Start of Task input

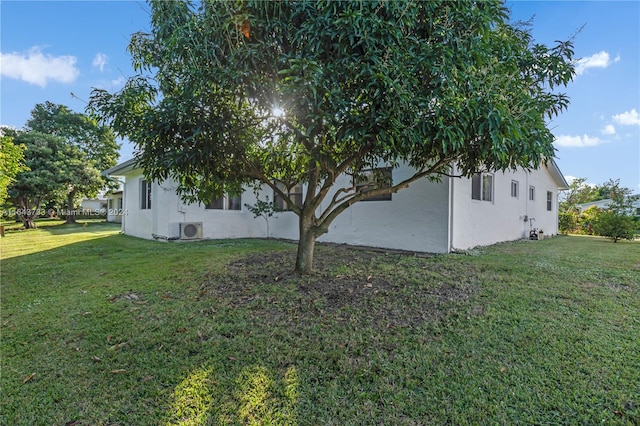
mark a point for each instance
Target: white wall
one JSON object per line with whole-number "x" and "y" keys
{"x": 477, "y": 223}
{"x": 415, "y": 219}
{"x": 135, "y": 221}
{"x": 115, "y": 209}
{"x": 427, "y": 216}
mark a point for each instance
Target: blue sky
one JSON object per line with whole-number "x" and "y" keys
{"x": 51, "y": 49}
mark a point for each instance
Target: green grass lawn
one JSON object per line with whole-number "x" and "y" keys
{"x": 101, "y": 329}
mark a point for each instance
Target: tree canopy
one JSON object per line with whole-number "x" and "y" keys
{"x": 11, "y": 163}
{"x": 356, "y": 85}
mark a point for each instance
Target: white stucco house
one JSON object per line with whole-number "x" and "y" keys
{"x": 115, "y": 206}
{"x": 436, "y": 217}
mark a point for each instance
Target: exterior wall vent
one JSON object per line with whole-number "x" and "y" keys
{"x": 191, "y": 230}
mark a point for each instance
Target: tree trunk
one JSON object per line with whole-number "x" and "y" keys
{"x": 306, "y": 245}
{"x": 71, "y": 217}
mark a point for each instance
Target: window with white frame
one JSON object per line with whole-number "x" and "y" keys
{"x": 371, "y": 179}
{"x": 515, "y": 189}
{"x": 145, "y": 194}
{"x": 482, "y": 187}
{"x": 294, "y": 193}
{"x": 226, "y": 202}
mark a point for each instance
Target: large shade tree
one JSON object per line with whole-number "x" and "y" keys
{"x": 96, "y": 143}
{"x": 11, "y": 161}
{"x": 356, "y": 85}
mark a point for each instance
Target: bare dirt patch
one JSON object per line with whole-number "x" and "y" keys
{"x": 395, "y": 289}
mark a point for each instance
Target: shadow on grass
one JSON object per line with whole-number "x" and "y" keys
{"x": 118, "y": 330}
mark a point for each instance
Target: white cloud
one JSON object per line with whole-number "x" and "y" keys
{"x": 627, "y": 118}
{"x": 609, "y": 129}
{"x": 34, "y": 67}
{"x": 99, "y": 61}
{"x": 118, "y": 82}
{"x": 597, "y": 60}
{"x": 577, "y": 141}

End of Task input

### Required task:
Repeat the records in full, exactly as they appear, without the pictures.

### Complete output:
mark a point for each instance
Target: white wall
one JSON object per line with whole-number "x" and "y" keys
{"x": 477, "y": 223}
{"x": 415, "y": 219}
{"x": 135, "y": 221}
{"x": 115, "y": 209}
{"x": 427, "y": 216}
mark a point for each instance
Target: blue sky
one JSON object per line with whole-number "x" and "y" keys
{"x": 51, "y": 49}
mark a point for each instance
Target: green grass lawn
one JSON object per line with whole-number "x" and "y" keys
{"x": 101, "y": 329}
mark a point for each instance
Target: tree canopy
one JSON object per line with whole-number "x" and "y" keys
{"x": 11, "y": 163}
{"x": 356, "y": 85}
mark a point for each instance
Target: white stucco house
one JSON object per line with whole-number "x" and "y" keys
{"x": 115, "y": 206}
{"x": 436, "y": 217}
mark a point for each instance
Target: exterior wall vent
one JSON object per line with whole-number "x" and "y" keys
{"x": 191, "y": 230}
mark a point for each instance
Target: tree trunk
one JSON object per line with whole-number "x" and "y" keys
{"x": 306, "y": 245}
{"x": 71, "y": 217}
mark a point for each instance
Target: window with white frame
one JSON object per line with whole-number "x" and "y" keys
{"x": 371, "y": 179}
{"x": 515, "y": 189}
{"x": 145, "y": 194}
{"x": 482, "y": 187}
{"x": 294, "y": 193}
{"x": 226, "y": 202}
mark a point for each instance
Target: large shade tree
one JSON object per line with whole-number "x" and "y" keys
{"x": 96, "y": 143}
{"x": 11, "y": 161}
{"x": 356, "y": 85}
mark a point for each instance
Target: bare dirt patch
one JSON object per line with whole-number "x" and "y" keys
{"x": 395, "y": 289}
mark a point for each instance
Target: shadow on grass
one JSON object per line with whole-number "x" and "y" keys
{"x": 118, "y": 330}
mark a point for each instance
Target: white cloud
one JSON object per line with whole-number "x" and "y" keys
{"x": 627, "y": 118}
{"x": 609, "y": 129}
{"x": 34, "y": 67}
{"x": 99, "y": 61}
{"x": 118, "y": 82}
{"x": 597, "y": 60}
{"x": 577, "y": 141}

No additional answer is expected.